EXERCISE REQUIREMENTS
Please copy the data below word for word, keeping every line as it is.

==== RECORDED DATA

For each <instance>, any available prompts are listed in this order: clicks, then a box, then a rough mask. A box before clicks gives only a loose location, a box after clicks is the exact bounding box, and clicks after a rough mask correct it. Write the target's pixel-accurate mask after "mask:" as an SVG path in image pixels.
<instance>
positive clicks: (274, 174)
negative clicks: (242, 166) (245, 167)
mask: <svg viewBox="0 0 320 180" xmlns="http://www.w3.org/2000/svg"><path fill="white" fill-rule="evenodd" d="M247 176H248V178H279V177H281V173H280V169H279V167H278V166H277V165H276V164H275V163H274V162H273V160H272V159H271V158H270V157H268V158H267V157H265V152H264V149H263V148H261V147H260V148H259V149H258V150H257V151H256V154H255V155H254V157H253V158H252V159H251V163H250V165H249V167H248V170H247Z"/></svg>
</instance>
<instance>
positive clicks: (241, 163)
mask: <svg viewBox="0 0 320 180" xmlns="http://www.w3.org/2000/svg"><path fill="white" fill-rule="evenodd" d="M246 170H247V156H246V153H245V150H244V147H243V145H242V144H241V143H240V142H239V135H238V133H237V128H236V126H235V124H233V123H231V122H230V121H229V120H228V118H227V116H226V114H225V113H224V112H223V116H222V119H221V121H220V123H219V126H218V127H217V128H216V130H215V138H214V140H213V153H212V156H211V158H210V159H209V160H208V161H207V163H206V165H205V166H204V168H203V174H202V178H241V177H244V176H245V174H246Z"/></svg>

========

WRITTEN ANSWER
For each <instance>, any available prompts are listed in this order: clicks, then a box, then a rough mask. A box before clicks gives only a loose location, a box after clicks is the exact bounding box, and clicks after a rough mask correct it. Write the target's pixel-accurate mask after "mask:" as an SVG path in image pixels.
<instance>
positive clicks: (274, 174)
negative clicks: (242, 166) (245, 167)
mask: <svg viewBox="0 0 320 180" xmlns="http://www.w3.org/2000/svg"><path fill="white" fill-rule="evenodd" d="M247 176H248V178H279V177H281V173H280V169H279V167H278V166H277V165H276V164H275V163H274V162H273V160H272V159H271V158H270V157H268V158H267V157H265V152H264V149H263V148H261V147H260V148H259V149H258V150H257V151H256V154H255V155H254V157H253V158H252V159H251V163H250V165H249V167H248V170H247Z"/></svg>
</instance>
<instance>
positive clicks: (241, 163)
mask: <svg viewBox="0 0 320 180" xmlns="http://www.w3.org/2000/svg"><path fill="white" fill-rule="evenodd" d="M246 170H247V156H246V153H245V150H244V147H243V145H242V144H241V143H240V142H239V135H238V133H237V128H236V126H235V124H233V123H231V122H230V121H229V120H228V118H227V116H226V114H225V113H224V112H223V116H222V119H221V121H220V123H219V126H218V127H217V128H216V130H215V138H214V140H213V153H212V156H211V158H210V159H209V160H208V161H207V163H206V165H205V166H204V168H203V174H202V178H241V177H244V176H245V174H246Z"/></svg>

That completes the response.